» Instructions for the task:
Reproduce the holiday column below word for word, from its headline through its final line.

It's the most wonderfully strange time of year

As you read this, I am home in my PJs enjoying my third day off this week — an extra bonus this year that might not happen again in 2025. We’ll have to see if the paper comes out on time next week.

The time after Christmas and before New Year’s is always a rather strange time of year. Holiday celebrations continue, but with a different flavor than they had before Dec. 25. The tree is starting to dry out, the cookies are getting stale and the thought of drinking another glass of egg nog can stir feelings of nausea.

Producing a paper at this time of year is especially strange. I’m actually writing this column on Dec. 23. Christmas is still two days away! So I can’t really reflect on how it all went.

But that won’t stop me from making some predictions.

• Inviting my birth mother and my birth father and his wife to stay with us for the holidays will turn out to be a great decision. I already had a wonderful day with Pat on Sunday, doing some shopping, getting a massage and wrapping presents — all mother-daughter activities we’ve never been able to enjoy together. Bob and Shari arrived Monday (I can’t wait to finish my work today to go home and see them) and I know we’ll have a great time, as well.

• Some gifts will be hits, some misses.

» Listed entries:
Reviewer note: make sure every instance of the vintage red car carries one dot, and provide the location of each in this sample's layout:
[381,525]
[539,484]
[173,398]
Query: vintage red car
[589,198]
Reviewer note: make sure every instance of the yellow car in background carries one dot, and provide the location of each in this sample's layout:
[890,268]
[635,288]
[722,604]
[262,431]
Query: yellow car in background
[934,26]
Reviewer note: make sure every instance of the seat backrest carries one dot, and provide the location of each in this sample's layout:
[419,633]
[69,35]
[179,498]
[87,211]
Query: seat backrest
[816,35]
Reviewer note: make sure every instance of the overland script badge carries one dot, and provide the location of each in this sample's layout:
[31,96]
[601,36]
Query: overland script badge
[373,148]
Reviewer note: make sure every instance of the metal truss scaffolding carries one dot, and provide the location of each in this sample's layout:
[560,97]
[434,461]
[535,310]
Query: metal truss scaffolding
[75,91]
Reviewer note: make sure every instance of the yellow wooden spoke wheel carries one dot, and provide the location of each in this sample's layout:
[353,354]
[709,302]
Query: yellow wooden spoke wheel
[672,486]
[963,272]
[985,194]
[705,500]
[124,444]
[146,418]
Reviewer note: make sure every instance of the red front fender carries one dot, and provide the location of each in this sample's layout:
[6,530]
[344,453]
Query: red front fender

» Result for this task:
It's the most wonderfully strange time of year

As you read this, I am home in my PJs enjoying my third day off this week — an extra bonus this year that might not happen again in 2025. We’ll have to see if the paper comes out on time next week.

The time after Christmas and before New Year’s is always a rather strange time of year. Holiday celebrations continue, but with a different flavor than they had before Dec. 25. The tree is starting to dry out, the cookies are getting stale and the thought of drinking another glass of egg nog can stir feelings of nausea.

Producing a paper at this time of year is especially strange. I’m actually writing this column on Dec. 23. Christmas is still two days away! So I can’t really reflect on how it all went.

But that won’t stop me from making some predictions.

• Inviting my birth mother and my birth father and his wife to stay with us for the holidays will turn out to be a great decision. I already had a wonderful day with Pat on Sunday, doing some shopping, getting a massage and wrapping presents — all mother-daughter activities we’ve never been able to enjoy together. Bob and Shari arrived Monday (I can’t wait to finish my work today to go home and see them) and I know we’ll have a great time, as well.

• Some gifts will be hits, some misses.